**What this task involves:** Rewrite everything in the entries below from the line containing "Give the innermost point of each instance of the driveway, as" down to the line containing "Give the innermost point of each instance of the farm", both included, copying lines without coordinates unchanged and multiplying each coordinate in the answers by 1.35, rounded to whole numbers with halves rounded up. Return only those lines.

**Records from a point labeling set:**

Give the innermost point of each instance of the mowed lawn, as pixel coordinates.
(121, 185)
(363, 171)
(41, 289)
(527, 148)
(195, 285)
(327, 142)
* * *
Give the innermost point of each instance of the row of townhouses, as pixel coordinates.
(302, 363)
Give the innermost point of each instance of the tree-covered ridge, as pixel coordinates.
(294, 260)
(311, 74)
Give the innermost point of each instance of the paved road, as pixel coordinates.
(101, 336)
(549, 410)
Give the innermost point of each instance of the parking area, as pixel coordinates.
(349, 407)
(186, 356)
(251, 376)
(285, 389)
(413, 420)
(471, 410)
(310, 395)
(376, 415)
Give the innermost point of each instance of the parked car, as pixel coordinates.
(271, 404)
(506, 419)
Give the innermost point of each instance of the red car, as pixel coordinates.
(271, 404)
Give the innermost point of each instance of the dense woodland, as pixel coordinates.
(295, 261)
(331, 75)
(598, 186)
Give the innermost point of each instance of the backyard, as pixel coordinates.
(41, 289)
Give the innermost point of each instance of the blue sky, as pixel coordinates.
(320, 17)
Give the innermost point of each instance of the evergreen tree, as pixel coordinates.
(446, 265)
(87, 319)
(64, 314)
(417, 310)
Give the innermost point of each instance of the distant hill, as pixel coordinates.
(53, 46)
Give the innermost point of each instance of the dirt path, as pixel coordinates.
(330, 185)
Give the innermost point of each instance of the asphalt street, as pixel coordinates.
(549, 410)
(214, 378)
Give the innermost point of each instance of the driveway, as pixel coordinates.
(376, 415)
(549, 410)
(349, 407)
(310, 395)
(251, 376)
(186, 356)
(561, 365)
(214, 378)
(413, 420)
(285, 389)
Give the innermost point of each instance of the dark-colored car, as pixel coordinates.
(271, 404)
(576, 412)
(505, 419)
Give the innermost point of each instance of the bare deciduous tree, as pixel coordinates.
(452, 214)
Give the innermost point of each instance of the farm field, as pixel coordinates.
--
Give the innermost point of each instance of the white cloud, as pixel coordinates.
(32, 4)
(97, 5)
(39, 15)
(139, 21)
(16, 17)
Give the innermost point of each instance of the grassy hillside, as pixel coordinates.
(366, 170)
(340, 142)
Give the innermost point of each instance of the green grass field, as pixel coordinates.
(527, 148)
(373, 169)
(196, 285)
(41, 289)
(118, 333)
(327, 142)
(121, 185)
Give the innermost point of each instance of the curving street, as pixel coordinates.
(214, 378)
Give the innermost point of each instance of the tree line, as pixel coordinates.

**Completed task:**
Give the innermost point of each instance of the driveway, as pixel coordinates.
(508, 560)
(741, 554)
(471, 549)
(419, 533)
(339, 508)
(251, 481)
(757, 493)
(289, 510)
(558, 567)
(385, 525)
Give the innermost point of each instance of the dark-colored car, as pixel coordinates.
(366, 545)
(778, 556)
(682, 566)
Give the innermost point of each instance of the bare deciduous tree, as pixel coordinates.
(610, 289)
Give the innermost point of each instance of the farm field, as pixel coordinates.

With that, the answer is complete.